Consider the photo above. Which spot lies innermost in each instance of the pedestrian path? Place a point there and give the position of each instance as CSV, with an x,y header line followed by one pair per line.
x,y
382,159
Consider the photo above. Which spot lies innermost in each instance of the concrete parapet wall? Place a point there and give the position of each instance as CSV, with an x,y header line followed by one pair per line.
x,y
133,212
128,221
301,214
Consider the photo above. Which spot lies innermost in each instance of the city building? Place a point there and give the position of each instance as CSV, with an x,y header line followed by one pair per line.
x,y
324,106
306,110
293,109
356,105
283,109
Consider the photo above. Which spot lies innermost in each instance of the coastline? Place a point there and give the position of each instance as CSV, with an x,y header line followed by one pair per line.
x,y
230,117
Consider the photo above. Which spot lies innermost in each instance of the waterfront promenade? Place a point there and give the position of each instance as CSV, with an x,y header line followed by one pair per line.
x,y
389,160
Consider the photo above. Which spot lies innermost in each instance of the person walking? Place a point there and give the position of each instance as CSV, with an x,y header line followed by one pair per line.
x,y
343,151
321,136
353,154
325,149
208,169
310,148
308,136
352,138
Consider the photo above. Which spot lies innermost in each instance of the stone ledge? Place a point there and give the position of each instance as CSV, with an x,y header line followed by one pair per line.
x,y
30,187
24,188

◆ REQUEST: Print every one of the records above again, verbatim and line for line, keeping their original order.

◆ EXERCISE RESULT:
Consider the photo above. Which spot lies innermost in each instance of the pedestrian path? Place a point there and give the position of each instance as CSV, with an x,y header line followed by one pair per line.
x,y
382,159
Consider the photo above. Which spot lies innermost in each instance of the concrete parapet wall? Place a point there and give the position of each instance as CSV, with an x,y header line followed by one pair per line.
x,y
133,212
128,221
301,214
Consider the photo above. Which spot lies innermost in each instance of the city building? Place a point there and give the position of each instance as CSV, with an x,y header line followed by one pair per line.
x,y
324,106
306,110
293,109
356,105
283,109
Consider the photo above. Which spot lies innermost in each instance of the coastline? Place a point there and give the position of each instance as CSV, with an x,y header line followed by one pair per line.
x,y
230,117
Consider the photo above. Which spot lies innermost in each instance of the waterfront promenade? Place a point there and give the position of each instance as CSV, with an x,y header line followed by one pair per line.
x,y
389,160
Consider the photo above. Which spot lies innermost in each instance of the person walking? Place a point there and give the position of each instance as CSV, with an x,y header line followed by one pair per line.
x,y
343,151
321,136
353,154
325,149
208,169
310,148
308,136
352,138
Consider the photo above. Which spot lies innermost in each instance of the stone ledge? Place a point there and give the position of each instance as CSV, with an x,y header line followed by one pair per line.
x,y
30,187
24,188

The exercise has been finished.